The shuttered Bon-Ton/Hess's store in 1996

On March 6, 1913, as Hess's continued to grow, neighboring properties were acquired so the store could be expanded again. A soda fountain and restaurant that seated 400 patrons was opened in the store. By 1915, the store had expanded to nearly a city block, maintaining a major Center City Allentown presence at the northeast corner of 9th and Hamilton streets.

In 1922, Max Sr. died at the age of 58. For the next several years, the store was run by his brother Charles.

In 1927, an eight-story annex was added to 9th and Hamilton store that included new departments and a new shipping and delivery area.

In 1929, Charles Hess died, as Max Hess, Jr. was beginning studies at Muhlenberg College in Allentown. On his 21st birthday, Max left Muhlenberg to join the family business as part of the management team. Three years later, he was appointed president.

While the exterior of the store still appeared as separate buildings, the inside was renovated to look as one large building. Displays such as large crystal chandeliers enabled the Hess brothers to succeed at making their store look like a "big city department store."

In 1939, they began renovations of the outside of the store.

In 1947, the store's façade was updated in Art Deco style, which was an emerging architectural style in the New York metropolitan area. The store eventually expanded to five floors and over 400,000 sqft of retail space. It was the first store in the world to have automatic talking elevators, notifying its passengers what items were available on each floor.

One of the landmarks of Allentown was the large Hess Brothers sign on the store's corner at 9th and Hamilton Street. The 45 foot sign was the biggest of its type outside New York City, weighing eight tons. Its letters, made of porcelain enamel, were each 7 feet high. The sign was built to resist wind pressure of 40 lb/sqft. The sign was three-sided to make it visible to both eastbound and westbound traffic. The 378 circuits were operated by a clock inside the sign that had eight light cycles timed to spell the name H E S S one letter at a time. The sign was turned on for the first time on December 23, 1947.

In his 1953 book, America’s Twelve Master Salesmen, B. C. Forbes listed Hess as the nation's second master salesman. Celebrities were brought in on a regular basis to attract customers and enhance the image of the store. As people dined in the restaurants, models would walk the floor wearing the latest fashions. The restaurant lost close to $20,000 a year, but it was a success in achieving its primary purpose of retaining customers with the store.

Natural-language object grounding data

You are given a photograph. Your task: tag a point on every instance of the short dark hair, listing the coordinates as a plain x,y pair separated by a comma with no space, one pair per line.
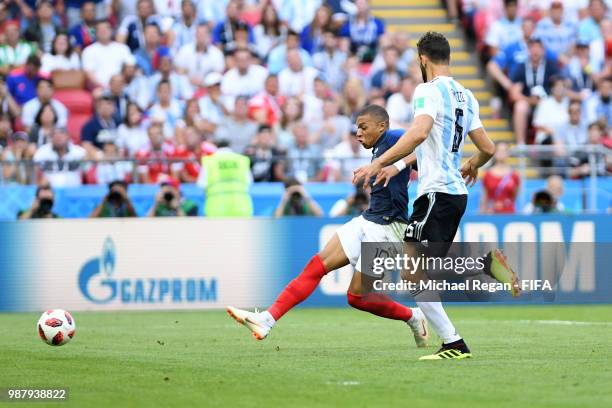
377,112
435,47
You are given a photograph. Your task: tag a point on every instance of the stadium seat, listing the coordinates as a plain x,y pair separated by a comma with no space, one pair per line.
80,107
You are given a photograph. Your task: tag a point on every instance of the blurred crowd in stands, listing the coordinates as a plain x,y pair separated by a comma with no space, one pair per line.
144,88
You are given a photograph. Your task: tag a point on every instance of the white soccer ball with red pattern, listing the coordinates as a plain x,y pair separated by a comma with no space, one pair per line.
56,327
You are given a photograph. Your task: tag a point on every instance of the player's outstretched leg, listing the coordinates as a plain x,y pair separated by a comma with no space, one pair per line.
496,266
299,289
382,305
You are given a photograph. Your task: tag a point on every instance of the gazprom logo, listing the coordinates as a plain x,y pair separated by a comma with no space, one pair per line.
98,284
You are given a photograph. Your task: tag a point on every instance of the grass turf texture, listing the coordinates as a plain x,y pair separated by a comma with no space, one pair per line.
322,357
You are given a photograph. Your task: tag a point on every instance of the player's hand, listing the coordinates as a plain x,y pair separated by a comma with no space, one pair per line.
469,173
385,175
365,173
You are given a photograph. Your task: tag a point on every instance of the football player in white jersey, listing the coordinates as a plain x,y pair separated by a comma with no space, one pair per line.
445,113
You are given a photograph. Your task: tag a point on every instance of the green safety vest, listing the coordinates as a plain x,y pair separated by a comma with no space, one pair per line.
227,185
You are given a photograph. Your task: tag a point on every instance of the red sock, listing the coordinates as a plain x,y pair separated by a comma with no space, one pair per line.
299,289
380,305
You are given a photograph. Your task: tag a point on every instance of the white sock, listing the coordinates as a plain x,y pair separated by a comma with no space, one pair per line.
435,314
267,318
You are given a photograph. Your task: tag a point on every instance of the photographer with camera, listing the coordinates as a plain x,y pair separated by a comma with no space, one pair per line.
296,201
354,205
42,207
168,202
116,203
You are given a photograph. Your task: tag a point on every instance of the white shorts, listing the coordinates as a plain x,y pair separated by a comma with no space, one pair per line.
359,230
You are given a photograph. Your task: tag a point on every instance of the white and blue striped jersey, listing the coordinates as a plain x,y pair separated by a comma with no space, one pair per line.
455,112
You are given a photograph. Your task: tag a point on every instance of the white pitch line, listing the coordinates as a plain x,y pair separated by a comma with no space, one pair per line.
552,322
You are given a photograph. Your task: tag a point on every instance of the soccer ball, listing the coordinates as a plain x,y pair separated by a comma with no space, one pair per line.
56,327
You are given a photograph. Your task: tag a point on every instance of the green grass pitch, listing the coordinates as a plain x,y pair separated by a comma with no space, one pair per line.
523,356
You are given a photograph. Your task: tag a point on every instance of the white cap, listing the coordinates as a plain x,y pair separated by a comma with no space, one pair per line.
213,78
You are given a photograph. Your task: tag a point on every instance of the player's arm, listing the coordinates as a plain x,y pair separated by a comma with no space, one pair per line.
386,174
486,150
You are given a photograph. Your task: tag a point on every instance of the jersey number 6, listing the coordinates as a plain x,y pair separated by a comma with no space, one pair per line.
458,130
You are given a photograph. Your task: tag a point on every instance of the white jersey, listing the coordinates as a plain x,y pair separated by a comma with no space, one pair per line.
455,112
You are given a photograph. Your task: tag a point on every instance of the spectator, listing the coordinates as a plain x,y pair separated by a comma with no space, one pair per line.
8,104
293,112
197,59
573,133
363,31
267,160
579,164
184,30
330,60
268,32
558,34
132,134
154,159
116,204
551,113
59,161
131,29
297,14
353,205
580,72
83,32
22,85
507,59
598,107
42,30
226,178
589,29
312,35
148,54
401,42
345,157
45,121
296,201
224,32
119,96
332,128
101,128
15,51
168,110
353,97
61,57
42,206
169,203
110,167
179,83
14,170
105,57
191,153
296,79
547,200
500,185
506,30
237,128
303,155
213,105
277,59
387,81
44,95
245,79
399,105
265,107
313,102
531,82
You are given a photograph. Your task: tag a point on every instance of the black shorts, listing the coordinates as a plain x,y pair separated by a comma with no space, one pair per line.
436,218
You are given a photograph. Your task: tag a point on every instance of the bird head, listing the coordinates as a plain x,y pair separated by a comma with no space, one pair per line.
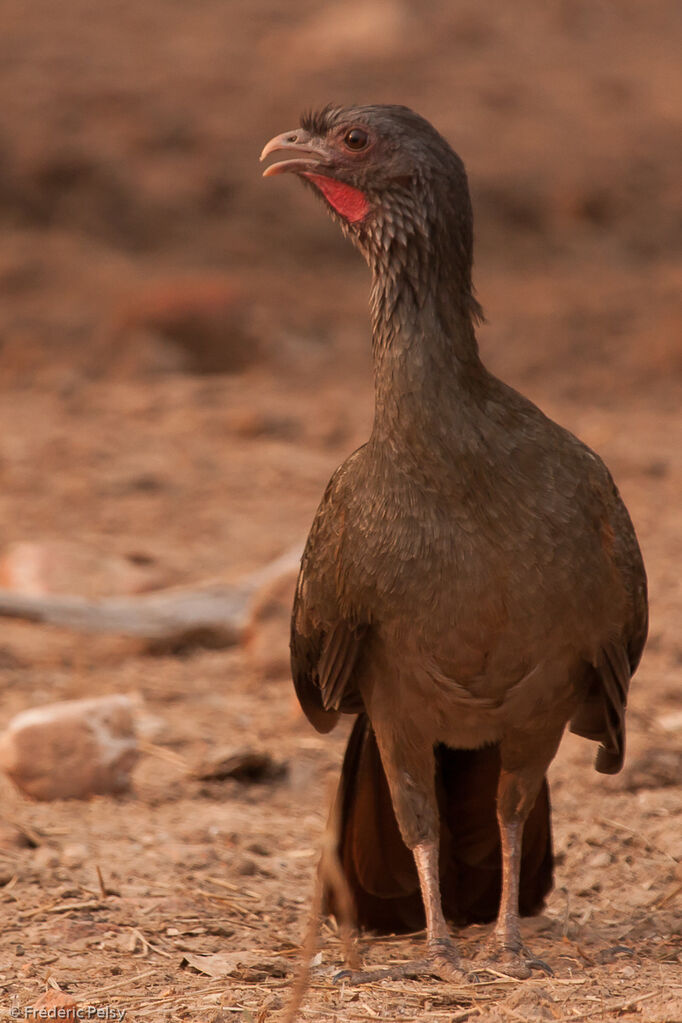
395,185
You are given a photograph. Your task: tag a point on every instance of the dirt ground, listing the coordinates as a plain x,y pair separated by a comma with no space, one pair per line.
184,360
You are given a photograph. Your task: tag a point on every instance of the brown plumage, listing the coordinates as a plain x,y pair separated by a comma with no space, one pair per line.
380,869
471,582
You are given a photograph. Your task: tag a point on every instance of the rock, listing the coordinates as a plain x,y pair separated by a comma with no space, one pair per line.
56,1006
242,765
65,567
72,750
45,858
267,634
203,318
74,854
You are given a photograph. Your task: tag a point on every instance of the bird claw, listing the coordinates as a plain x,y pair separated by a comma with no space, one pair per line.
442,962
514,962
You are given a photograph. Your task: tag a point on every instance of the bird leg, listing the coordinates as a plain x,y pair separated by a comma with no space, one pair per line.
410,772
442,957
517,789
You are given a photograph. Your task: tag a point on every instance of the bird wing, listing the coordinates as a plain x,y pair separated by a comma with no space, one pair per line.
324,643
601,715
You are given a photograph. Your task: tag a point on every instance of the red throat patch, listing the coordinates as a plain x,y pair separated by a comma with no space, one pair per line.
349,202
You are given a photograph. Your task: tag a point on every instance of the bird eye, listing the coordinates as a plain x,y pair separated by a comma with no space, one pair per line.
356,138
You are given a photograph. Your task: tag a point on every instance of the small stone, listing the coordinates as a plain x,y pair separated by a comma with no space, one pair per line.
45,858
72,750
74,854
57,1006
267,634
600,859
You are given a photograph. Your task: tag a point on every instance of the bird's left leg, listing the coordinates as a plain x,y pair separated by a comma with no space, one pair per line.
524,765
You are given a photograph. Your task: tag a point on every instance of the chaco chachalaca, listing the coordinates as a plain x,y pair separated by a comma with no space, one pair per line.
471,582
---
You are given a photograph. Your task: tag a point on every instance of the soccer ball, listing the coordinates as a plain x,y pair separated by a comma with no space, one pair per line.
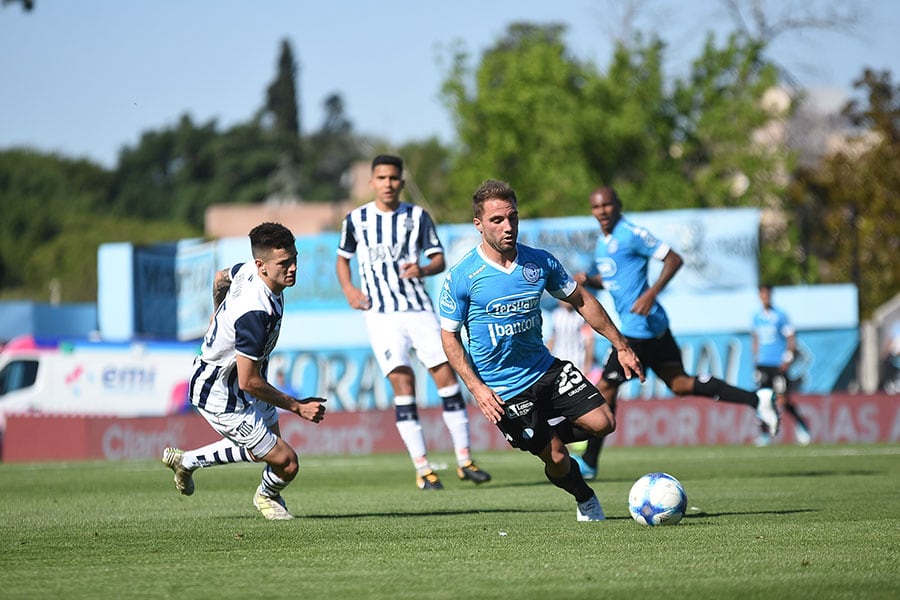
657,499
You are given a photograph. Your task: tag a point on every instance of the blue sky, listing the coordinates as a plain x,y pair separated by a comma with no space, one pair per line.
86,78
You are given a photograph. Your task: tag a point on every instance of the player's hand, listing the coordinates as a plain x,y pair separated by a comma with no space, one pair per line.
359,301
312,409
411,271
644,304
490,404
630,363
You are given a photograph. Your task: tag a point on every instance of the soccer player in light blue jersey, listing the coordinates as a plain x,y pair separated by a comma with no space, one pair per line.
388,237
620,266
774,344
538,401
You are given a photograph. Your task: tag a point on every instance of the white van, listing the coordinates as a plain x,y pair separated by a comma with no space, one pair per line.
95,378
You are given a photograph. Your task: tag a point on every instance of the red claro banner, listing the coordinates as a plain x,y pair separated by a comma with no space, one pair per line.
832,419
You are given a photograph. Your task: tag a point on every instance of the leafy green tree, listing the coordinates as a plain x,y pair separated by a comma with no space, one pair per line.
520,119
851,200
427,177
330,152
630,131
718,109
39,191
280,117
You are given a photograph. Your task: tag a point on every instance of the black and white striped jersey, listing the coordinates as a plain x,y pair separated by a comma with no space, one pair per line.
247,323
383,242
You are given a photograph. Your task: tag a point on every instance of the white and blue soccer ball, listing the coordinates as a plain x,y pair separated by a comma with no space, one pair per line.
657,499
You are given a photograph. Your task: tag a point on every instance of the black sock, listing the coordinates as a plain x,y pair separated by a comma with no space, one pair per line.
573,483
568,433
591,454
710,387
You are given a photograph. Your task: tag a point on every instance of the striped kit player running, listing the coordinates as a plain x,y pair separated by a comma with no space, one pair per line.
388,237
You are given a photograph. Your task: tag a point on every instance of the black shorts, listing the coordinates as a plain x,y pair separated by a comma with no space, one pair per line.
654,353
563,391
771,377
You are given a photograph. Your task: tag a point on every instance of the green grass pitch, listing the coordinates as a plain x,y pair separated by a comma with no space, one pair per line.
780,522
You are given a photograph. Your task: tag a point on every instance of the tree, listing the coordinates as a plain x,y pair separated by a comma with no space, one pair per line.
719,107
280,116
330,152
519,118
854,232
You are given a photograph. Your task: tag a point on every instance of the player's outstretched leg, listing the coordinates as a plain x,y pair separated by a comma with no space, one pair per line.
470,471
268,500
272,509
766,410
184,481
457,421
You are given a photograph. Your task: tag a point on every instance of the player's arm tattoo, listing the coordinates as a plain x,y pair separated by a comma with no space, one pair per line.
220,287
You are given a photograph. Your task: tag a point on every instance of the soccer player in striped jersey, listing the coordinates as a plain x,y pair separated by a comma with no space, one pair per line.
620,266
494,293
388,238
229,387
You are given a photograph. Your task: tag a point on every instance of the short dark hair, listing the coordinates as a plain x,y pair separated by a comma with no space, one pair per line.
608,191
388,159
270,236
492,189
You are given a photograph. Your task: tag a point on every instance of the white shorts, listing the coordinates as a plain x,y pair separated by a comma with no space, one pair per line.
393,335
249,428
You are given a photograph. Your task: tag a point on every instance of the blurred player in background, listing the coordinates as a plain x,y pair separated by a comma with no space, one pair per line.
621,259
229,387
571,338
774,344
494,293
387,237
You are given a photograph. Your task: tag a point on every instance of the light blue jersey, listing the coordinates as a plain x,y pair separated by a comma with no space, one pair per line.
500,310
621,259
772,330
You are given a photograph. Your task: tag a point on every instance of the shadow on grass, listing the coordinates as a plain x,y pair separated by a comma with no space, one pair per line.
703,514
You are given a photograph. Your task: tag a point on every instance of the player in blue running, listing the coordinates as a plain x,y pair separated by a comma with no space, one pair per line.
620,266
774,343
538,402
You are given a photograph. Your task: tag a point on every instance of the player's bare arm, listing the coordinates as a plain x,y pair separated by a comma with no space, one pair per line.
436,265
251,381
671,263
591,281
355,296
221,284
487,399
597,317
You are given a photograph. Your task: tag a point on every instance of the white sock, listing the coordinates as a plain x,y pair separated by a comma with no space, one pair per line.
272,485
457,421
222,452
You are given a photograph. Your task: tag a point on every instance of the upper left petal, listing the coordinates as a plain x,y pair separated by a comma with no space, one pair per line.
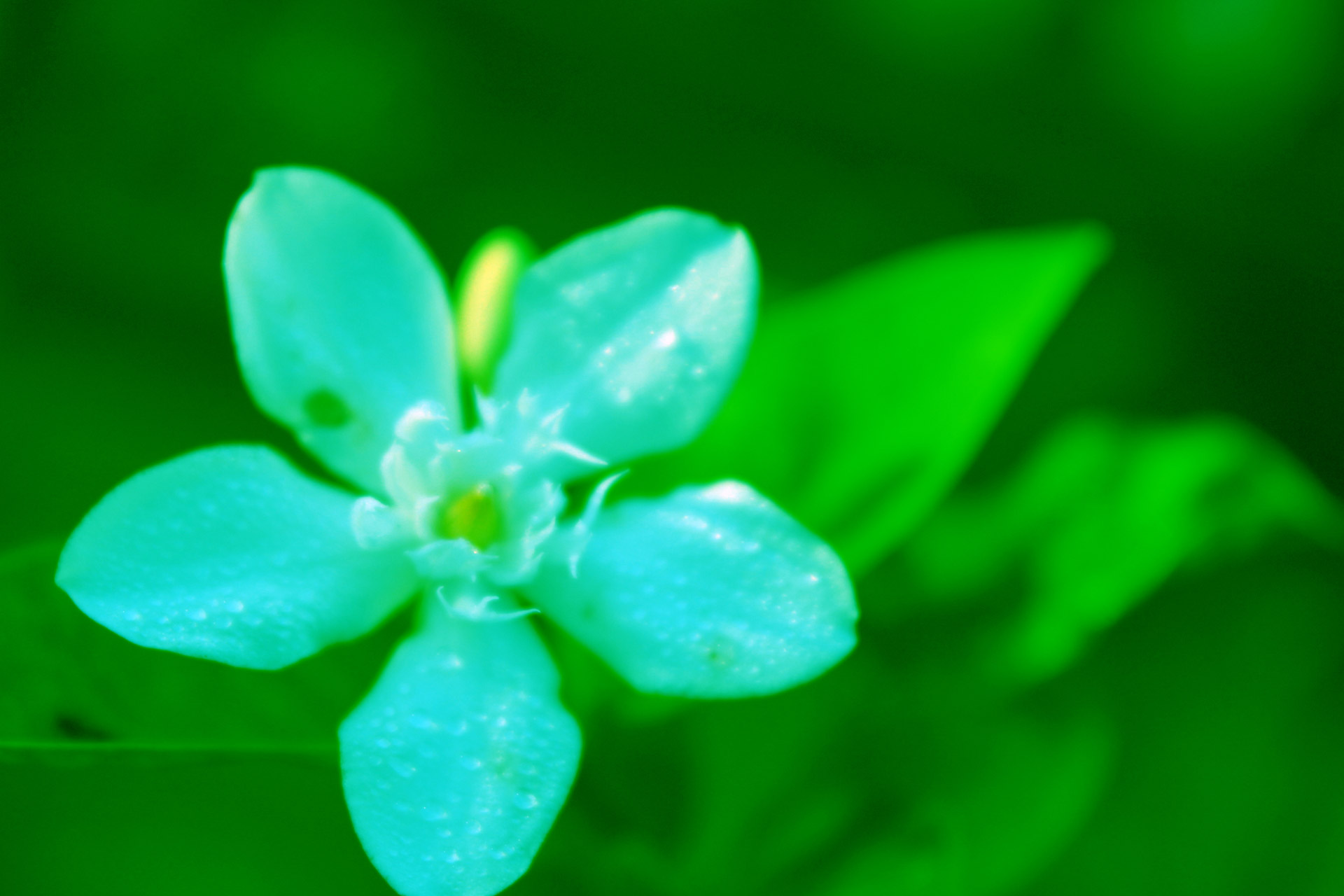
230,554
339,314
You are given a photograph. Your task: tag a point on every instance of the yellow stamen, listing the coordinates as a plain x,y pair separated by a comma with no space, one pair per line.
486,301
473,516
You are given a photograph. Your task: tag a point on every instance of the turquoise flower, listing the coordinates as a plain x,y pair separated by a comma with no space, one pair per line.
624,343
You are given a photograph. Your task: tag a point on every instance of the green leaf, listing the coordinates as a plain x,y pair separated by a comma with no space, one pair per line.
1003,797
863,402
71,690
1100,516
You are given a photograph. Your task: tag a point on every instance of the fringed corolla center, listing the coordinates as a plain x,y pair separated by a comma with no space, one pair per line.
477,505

## WORK INSTRUCTIONS
According to the Hess's store history, how tall was each letter on the Hess Brothers sign?

## OUTPUT OF THE TASK
Each letter was 7 feet high.